====== PROVIDED INFORMATION ======
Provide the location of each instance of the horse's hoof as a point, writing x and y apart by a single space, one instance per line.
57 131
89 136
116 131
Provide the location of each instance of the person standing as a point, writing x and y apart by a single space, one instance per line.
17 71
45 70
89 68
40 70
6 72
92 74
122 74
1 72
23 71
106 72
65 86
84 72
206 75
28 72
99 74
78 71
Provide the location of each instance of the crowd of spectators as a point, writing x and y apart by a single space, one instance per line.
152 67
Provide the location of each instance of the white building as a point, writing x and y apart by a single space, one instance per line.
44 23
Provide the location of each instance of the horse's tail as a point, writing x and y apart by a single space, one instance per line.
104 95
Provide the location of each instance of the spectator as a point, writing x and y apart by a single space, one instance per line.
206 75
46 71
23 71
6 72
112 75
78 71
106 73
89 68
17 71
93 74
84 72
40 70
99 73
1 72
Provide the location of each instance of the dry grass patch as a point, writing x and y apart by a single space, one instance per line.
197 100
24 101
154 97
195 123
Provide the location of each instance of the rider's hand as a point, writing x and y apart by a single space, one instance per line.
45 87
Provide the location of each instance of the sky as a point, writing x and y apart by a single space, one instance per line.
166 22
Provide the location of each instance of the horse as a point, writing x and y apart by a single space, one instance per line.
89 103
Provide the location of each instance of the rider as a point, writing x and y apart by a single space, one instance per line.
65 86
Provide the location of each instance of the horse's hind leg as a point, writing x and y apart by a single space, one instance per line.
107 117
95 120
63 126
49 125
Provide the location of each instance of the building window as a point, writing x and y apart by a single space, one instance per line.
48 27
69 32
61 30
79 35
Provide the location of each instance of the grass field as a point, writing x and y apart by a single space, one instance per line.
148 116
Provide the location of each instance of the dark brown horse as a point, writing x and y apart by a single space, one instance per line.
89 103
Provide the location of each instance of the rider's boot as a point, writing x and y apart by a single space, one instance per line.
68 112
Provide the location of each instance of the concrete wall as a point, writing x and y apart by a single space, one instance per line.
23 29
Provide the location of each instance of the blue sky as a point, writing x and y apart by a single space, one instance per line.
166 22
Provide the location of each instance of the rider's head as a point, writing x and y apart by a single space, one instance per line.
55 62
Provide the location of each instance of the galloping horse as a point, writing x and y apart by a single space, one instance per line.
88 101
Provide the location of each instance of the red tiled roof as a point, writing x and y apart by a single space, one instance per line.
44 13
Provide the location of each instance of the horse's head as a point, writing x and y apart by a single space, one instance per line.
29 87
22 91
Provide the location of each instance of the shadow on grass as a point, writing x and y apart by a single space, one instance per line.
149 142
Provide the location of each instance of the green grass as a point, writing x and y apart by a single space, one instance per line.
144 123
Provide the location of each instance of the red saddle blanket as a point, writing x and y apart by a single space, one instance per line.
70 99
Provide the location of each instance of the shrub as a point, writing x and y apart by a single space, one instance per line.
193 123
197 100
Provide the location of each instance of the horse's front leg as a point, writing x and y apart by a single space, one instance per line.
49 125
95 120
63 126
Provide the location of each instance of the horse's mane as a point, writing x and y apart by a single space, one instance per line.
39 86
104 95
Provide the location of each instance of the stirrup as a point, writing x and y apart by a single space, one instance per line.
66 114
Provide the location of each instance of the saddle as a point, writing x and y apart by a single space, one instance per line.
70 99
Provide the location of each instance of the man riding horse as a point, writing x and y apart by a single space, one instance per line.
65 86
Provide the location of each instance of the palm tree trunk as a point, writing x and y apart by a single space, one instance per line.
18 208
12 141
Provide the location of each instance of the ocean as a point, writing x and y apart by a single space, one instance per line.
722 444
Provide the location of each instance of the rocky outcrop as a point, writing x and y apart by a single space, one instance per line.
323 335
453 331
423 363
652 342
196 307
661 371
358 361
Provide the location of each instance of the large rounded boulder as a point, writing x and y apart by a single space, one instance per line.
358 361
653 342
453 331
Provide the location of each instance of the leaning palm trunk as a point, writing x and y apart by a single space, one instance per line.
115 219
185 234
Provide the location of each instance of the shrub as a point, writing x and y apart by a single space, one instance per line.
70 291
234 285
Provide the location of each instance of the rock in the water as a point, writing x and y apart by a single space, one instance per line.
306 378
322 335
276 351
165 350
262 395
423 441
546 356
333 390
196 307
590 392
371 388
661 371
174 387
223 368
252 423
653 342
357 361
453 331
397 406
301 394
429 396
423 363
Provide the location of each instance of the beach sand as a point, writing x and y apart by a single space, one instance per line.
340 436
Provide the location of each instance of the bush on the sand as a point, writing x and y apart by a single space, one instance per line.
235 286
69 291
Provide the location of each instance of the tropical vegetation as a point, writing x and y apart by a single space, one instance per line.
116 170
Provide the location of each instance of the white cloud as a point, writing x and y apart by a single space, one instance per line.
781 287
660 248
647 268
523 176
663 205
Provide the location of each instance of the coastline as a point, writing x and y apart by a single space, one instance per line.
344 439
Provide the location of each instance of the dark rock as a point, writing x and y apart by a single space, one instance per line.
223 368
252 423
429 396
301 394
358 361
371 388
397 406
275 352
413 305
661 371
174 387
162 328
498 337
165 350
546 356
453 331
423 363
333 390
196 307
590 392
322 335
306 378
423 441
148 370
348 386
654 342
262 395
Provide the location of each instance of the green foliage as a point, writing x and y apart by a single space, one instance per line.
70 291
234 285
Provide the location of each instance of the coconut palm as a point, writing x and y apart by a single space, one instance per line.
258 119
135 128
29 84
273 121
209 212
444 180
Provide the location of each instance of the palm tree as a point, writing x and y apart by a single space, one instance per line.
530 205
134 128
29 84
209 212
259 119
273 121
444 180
======
▶ [TASK GOAL]: Once more, set down the full listing, verbatim.

▶ [EXPECTED ANSWER]:
Provide the location of each instance of the horse's hoof as a point, writing x and y apart by a single space, one instance per line.
57 131
89 136
116 131
Provide the location of each instance of the person standing as a point, writing x and y apart by a single space, one instance per line.
17 71
45 70
89 68
40 70
6 72
92 74
122 74
1 72
23 71
106 72
65 86
84 72
206 75
28 72
99 74
78 71
Provide the location of each instance of the crowd of spectators as a point, writing x and y apart by a single space, one instance per line.
152 67
Provide the location of each instance of the white building as a point, writing x and y apart by a single space, one instance per line.
44 23
Provide the location of each instance of the horse's tail as a point, writing x and y apart by a single space, one instance per line.
104 95
Provide the location of each instance of the spectator as a point, writing x and y apart by a single space, one instance per line.
206 75
46 71
23 71
6 72
112 75
78 71
106 73
89 68
17 71
93 74
84 72
40 70
99 73
1 72
Provide the location of each instance of the dry grass patch as a point, writing x and y apart by a single space, one instance per line.
197 100
24 101
154 97
195 123
Provide the location of each instance of the rider's hand as a point, writing x and y apart by a single space, one instance per line.
45 87
Provide the location of each instance of the sky as a point, writing x and y apart by a single space, one instance per line.
166 22
Provide the location of each instance of the horse as a point, writing x and y apart by a single space, one instance per line.
89 103
Provide the location of each instance of the rider as a point, writing x and y apart by a single space, one instance per line.
65 86
Provide the location of each instance of the horse's hind leg as a point, writing x and y apart by a single space, one instance per line.
107 117
95 120
63 126
49 125
Provide the location of each instance of the building window as a point, writing x and y apart by a single space, one instance per line.
48 27
69 32
61 30
79 35
Provide the location of each instance of the grass field as a point, writing x and y apart by a single space, one instance per line.
148 116
Provide the location of each instance of the dark brown horse as a point, writing x and y apart by a single space, one instance per line.
89 103
Provide the location of each instance of the rider's boot as a point, writing x and y apart by a single space, one instance per line.
68 112
Provide the location of each instance of the concrete wall as a point, writing x and y apart by a single space, one instance per line.
23 29
Provide the location of each instance of the blue sky as a point, writing x and y apart by a single space, one instance per line.
166 22
Provide the location of each instance of the rider's head as a point, writing x and y apart by a single space, one instance per line.
55 62
Provide the location of each instance of the galloping horse as a point, writing x and y apart by a single space, one instance per line.
88 101
Provide the location of each instance of the red tiled roof as a point, writing x and y apart by a single space, one instance per line.
44 13
Provide the location of each instance of the horse's head as a point, writing x and y apart by a single space, one instance per line.
29 87
22 91
Provide the location of each instance of the shadow on grass as a point, writing x and y apart by a single space, one instance per line.
149 142
Provide the location of each instance of the green grass as a point, writing x and y apart by a single space, one instance per line.
144 123
Provide the location of each instance of the red saddle blanket as a point, writing x and y apart by a single space, one instance per line.
70 99
Provide the location of each instance of the shrub as a point, writing x and y apart by a single space, one instance per line.
193 123
197 100
Provide the location of each instance of the horse's front leg as a point, writing x and y apart by a single space, one instance per line.
49 125
95 120
63 126
Provide the location of each instance of the horse's mane as a point, writing x and y apart by a single space, one instance per line.
39 86
104 95
Provide the location of each instance of the stirrup as a point, writing x and y apart by a single space, one instance per line.
66 114
Provide the location of each instance of the saddle as a point, writing x and y apart by a single space, one instance per line.
70 99
Provide the location of each instance of the man riding horse as a point, writing x and y apart by a single space, one instance per line.
65 86
Provide the location of each instance of the palm tree trunk as a point, writing x and y apart by a single space, one instance per line.
18 208
12 141
Provide the location of each instance of the ocean as a point, writing x and y apart by a single space, one instance per line.
722 444
Provide the location of each instance of the rocky outcrop as a point, writing x and y apart by a single space, one instance per line.
323 335
453 331
423 363
652 342
196 307
661 371
358 361
Provide the location of each instance of the large rounded boulder as a point, writing x and y apart by a single space, one instance per line.
358 361
653 342
453 331
Provide the location of each instance of the leaning palm trunk as a point, writing x and y apart by a single space, one instance per line.
115 219
185 234
Provide the location of each instance of the shrub as a point, writing x and y apart by a single space, one instance per line.
70 291
234 285
Provide the location of each instance of the rock in the water as a point, writing x and y apart by a single space, one instance per line.
306 378
322 335
276 351
165 350
262 395
423 441
546 356
333 390
196 307
590 392
371 388
661 371
174 387
223 368
252 423
653 342
357 361
453 331
397 406
301 394
429 396
423 363
Provide the location of each instance of the beach sand as a point, writing x and y apart by a single space, one instance per line.
340 436
Provide the location of each instance of the bush on the sand as a point, writing x and y apart by a single space, one instance per line.
235 286
69 291
Provide the location of each instance of the tropical vegetation as a point, writing x and y apart by a single space, one instance per line.
116 170
Provide the location of each instance of the white cloud as a point, writing x and y apart by a single space, one instance per line.
781 287
660 248
647 268
523 176
663 205
Provide the location of each instance of the coastline as a point, writing x and y apart by a single space, one instance per line.
344 439
Provide the location of each instance of the dark rock as a point, writing x and y apart by a single space, one instance per line.
223 368
252 423
429 396
301 394
358 361
371 388
397 406
275 352
413 305
661 371
174 387
162 328
498 337
165 350
546 356
453 331
423 363
333 390
196 307
590 392
322 335
306 378
423 441
148 370
348 386
654 342
262 395
Provide the location of each instance of the green foliage as a point, writing x and y apart by a single space, one instance per line.
70 291
234 285
Provide the location of each instance of the coconut palm as a point, writing x and y apart by a single space, one instance per line.
258 119
135 128
29 84
273 121
209 212
444 180
Provide the location of each instance of the palm tree as a point, writing x and y apart by a single space, one instance per line.
530 205
134 128
29 84
209 212
259 119
273 121
444 180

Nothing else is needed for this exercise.